**Task directions**
Go to the line with "x=297, y=166" in the entries below and write out every line from there through the line with "x=336, y=25", exactly and without pictures.

(Stored data entries)
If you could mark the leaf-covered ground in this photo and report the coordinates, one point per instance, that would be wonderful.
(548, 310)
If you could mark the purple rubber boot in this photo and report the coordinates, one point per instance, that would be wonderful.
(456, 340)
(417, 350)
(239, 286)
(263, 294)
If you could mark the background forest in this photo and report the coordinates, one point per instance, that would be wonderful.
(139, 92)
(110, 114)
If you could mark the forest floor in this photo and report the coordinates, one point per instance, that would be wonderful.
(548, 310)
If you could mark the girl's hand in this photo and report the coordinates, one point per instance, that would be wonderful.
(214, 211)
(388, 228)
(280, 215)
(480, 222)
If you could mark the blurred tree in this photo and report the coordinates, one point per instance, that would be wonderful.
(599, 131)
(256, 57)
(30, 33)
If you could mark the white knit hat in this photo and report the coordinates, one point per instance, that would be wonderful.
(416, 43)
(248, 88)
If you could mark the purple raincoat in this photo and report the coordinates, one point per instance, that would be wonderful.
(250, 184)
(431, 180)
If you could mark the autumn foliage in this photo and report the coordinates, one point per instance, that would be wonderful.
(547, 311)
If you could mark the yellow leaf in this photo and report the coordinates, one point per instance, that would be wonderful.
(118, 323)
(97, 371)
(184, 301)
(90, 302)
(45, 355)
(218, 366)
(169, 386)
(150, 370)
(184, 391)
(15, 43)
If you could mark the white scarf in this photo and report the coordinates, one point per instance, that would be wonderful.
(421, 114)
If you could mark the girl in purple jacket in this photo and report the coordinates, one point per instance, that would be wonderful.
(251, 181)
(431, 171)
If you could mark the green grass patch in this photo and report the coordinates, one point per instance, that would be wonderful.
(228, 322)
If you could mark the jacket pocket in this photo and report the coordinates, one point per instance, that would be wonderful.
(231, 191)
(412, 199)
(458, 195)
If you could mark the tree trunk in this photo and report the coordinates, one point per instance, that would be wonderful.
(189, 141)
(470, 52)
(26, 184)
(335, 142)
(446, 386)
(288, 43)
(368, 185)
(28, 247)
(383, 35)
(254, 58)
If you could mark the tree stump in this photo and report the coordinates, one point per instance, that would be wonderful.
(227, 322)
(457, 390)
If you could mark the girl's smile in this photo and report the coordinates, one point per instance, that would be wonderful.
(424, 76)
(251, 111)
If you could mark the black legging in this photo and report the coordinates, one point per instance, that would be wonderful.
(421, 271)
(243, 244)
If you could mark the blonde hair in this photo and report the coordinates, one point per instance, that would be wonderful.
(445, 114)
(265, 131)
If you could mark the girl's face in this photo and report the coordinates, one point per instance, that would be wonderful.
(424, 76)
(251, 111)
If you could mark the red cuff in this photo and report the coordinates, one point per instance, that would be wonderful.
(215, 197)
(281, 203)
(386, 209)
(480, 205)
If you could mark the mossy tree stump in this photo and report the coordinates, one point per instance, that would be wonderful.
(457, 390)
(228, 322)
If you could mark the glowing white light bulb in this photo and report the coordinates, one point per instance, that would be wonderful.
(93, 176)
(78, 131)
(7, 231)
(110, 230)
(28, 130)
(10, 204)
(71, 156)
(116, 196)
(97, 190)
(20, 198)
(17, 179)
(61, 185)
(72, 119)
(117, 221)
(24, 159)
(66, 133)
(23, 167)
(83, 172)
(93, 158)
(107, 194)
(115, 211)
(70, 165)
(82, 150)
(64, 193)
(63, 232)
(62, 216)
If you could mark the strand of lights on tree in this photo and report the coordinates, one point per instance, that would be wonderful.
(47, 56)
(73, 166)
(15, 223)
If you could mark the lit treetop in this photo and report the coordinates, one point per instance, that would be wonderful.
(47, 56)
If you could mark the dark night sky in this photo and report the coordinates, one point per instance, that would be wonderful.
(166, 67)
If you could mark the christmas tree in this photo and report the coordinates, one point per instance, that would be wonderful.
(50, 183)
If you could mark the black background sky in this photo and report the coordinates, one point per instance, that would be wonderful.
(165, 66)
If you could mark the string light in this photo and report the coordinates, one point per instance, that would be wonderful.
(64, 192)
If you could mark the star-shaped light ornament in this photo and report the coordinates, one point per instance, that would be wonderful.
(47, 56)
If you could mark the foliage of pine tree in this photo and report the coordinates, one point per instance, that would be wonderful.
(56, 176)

...

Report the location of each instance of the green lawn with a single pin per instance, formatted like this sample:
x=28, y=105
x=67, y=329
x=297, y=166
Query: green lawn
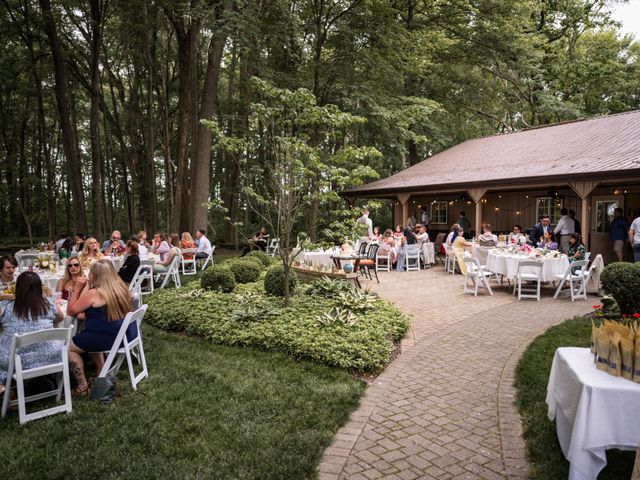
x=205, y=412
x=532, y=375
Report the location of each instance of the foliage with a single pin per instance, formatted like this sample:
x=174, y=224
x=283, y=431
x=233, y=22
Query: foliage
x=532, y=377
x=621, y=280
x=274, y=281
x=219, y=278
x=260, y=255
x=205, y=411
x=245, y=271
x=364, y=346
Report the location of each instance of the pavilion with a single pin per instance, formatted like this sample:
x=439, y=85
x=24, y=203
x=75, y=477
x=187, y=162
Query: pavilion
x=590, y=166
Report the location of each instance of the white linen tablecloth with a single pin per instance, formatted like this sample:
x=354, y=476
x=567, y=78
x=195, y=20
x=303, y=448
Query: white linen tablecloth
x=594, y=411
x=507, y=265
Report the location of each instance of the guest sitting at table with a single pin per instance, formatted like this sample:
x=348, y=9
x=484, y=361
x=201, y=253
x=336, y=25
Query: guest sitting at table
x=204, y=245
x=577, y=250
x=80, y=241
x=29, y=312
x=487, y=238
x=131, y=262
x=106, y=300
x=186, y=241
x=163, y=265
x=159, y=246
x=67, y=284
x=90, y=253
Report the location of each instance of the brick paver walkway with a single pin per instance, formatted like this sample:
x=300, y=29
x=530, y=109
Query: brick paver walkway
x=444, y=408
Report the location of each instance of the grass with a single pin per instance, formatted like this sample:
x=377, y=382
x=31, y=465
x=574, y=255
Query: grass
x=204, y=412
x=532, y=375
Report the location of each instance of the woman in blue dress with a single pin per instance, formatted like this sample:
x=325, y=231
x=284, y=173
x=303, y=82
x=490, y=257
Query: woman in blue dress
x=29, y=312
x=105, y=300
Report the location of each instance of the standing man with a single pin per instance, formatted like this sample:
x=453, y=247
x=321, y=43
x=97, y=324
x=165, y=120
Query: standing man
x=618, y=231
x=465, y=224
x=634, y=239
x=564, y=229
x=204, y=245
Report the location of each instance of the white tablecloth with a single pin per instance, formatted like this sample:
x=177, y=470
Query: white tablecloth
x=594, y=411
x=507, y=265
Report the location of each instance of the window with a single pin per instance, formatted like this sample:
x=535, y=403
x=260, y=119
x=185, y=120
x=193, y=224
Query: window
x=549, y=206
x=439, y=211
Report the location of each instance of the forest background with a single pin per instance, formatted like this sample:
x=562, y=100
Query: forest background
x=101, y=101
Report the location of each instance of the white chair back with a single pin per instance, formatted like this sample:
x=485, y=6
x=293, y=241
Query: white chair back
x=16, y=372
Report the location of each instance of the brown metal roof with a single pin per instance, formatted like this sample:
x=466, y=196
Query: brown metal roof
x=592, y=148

**Answer to this task**
x=297, y=166
Query: green lawn
x=205, y=412
x=532, y=375
Report the location of each instance of the foliage with a single pin per instance, formatted like this sample:
x=174, y=224
x=283, y=431
x=233, y=22
Query: foliage
x=532, y=377
x=621, y=280
x=274, y=281
x=219, y=278
x=260, y=255
x=205, y=411
x=245, y=271
x=364, y=346
Report the location of each instance of the pavilion with a single pin per instance, formatted like this sample:
x=439, y=85
x=24, y=203
x=75, y=477
x=187, y=162
Query: pavilion
x=590, y=166
Report the location of each instance of the white linen tablecloth with a single pin per instance, formatted like this sample:
x=354, y=476
x=567, y=78
x=195, y=20
x=303, y=448
Query: white linen tablecloth
x=594, y=411
x=507, y=265
Report the location of each instance of the guest sitting at table with a single pin per instance, formatted like this sample:
x=348, y=9
x=484, y=361
x=201, y=253
x=336, y=25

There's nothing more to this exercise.